* [THE PROBLEM]: Copy out the entries below word for word, keeping every line as it stands.

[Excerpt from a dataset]
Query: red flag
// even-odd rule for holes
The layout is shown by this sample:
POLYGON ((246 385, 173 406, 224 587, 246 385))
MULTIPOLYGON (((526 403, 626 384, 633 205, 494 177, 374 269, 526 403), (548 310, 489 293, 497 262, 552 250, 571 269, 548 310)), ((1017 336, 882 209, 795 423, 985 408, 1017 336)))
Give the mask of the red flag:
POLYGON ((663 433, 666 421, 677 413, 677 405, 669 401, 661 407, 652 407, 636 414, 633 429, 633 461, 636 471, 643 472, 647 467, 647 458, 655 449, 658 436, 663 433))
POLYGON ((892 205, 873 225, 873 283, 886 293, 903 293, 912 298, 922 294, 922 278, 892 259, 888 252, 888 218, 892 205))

* [EXERCISE OUTPUT]:
Query: red flag
// even-odd rule for holes
The layout is shown by this sample:
POLYGON ((246 385, 173 406, 224 587, 246 385))
MULTIPOLYGON (((526 403, 626 384, 633 205, 494 177, 374 269, 526 403), (548 310, 489 293, 497 262, 552 250, 571 269, 548 310)), ((1017 336, 882 209, 795 423, 985 408, 1017 336)))
Give the mask of the red flag:
POLYGON ((663 433, 666 421, 677 413, 677 405, 669 401, 661 407, 652 407, 636 414, 633 429, 633 461, 636 471, 643 472, 647 467, 647 458, 655 449, 658 436, 663 433))
POLYGON ((892 205, 873 225, 873 283, 886 293, 903 293, 912 298, 922 294, 922 278, 892 259, 888 252, 888 218, 892 205))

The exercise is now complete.